Count the lines in the data below that contain the word "black". Reply with that number alone.

### SUPPLIED MATERIAL
>>>
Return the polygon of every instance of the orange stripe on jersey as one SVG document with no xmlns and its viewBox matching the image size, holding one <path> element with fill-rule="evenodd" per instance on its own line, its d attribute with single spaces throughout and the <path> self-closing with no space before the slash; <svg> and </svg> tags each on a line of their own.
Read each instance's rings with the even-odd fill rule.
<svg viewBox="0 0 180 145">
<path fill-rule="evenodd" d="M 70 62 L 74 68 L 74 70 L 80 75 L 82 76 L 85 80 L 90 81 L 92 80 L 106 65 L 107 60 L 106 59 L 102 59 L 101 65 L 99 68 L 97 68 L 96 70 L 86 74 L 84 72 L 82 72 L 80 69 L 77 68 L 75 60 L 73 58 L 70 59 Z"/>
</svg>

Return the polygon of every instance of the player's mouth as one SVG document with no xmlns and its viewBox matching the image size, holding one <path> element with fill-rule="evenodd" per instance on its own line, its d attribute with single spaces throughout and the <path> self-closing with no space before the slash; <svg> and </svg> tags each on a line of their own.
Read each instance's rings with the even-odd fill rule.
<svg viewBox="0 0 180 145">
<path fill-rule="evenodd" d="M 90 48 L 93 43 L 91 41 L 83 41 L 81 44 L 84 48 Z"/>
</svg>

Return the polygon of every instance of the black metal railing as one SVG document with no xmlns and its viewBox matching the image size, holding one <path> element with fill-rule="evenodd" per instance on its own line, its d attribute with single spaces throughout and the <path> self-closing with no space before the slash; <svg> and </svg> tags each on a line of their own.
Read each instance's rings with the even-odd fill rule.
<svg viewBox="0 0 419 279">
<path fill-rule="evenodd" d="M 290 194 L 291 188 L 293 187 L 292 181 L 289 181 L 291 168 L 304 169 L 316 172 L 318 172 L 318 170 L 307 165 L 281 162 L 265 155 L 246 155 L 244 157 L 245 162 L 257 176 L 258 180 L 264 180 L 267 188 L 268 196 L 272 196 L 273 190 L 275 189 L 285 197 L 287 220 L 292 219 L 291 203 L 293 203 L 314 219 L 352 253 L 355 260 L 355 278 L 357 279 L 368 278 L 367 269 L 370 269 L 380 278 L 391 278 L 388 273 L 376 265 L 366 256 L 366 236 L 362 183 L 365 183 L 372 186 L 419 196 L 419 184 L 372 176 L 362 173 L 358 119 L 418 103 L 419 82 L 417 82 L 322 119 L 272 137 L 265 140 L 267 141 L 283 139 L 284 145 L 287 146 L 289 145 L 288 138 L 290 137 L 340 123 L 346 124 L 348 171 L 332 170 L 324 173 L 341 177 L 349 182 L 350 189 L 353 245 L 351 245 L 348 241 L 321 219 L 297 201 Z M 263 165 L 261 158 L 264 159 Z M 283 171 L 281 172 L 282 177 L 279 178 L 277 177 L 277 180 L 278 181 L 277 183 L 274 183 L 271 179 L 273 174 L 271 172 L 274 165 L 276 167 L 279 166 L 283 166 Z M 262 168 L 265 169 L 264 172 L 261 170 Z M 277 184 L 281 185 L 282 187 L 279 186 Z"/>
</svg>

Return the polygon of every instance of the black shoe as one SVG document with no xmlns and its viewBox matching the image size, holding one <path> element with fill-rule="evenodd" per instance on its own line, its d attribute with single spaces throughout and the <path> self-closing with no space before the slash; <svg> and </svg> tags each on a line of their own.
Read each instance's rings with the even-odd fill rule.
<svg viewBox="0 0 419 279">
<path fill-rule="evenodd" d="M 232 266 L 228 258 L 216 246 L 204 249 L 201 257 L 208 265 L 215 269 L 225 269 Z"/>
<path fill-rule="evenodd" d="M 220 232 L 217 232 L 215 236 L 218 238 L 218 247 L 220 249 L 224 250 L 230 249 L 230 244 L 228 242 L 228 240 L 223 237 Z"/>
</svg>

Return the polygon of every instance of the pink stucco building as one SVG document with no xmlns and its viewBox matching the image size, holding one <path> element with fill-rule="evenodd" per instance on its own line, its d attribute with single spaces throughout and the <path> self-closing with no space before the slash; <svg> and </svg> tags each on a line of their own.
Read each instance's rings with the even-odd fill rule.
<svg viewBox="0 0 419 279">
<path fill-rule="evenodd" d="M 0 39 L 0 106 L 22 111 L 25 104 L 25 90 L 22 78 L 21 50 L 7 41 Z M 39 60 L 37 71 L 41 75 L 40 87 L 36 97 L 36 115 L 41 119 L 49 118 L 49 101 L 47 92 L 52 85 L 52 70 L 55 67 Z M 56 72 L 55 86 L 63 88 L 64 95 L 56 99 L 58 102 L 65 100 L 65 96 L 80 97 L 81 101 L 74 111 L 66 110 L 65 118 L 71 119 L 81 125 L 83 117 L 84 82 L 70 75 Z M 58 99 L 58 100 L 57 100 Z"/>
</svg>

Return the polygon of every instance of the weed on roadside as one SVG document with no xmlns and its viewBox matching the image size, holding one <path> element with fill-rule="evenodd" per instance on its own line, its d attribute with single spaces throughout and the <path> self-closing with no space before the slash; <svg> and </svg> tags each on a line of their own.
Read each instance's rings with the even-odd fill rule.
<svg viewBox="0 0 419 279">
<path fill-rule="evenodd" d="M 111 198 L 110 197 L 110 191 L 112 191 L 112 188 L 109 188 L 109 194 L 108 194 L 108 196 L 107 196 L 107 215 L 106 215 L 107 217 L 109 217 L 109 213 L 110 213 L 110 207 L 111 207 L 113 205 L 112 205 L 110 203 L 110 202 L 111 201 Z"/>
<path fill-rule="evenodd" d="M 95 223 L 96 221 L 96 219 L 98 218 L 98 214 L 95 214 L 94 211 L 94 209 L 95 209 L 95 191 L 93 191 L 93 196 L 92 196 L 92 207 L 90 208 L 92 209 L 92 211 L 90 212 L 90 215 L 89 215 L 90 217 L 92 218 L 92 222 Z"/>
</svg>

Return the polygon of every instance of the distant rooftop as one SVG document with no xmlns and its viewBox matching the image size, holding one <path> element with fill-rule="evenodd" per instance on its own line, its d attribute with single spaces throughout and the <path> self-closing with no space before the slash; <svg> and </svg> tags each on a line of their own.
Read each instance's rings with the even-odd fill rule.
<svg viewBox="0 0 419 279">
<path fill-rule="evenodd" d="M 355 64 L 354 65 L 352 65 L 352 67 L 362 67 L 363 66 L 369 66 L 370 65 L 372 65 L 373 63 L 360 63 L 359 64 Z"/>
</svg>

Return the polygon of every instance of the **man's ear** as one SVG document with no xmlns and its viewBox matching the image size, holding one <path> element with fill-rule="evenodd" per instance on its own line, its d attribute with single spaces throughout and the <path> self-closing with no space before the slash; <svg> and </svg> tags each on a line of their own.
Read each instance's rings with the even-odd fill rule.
<<<
### SOLUTION
2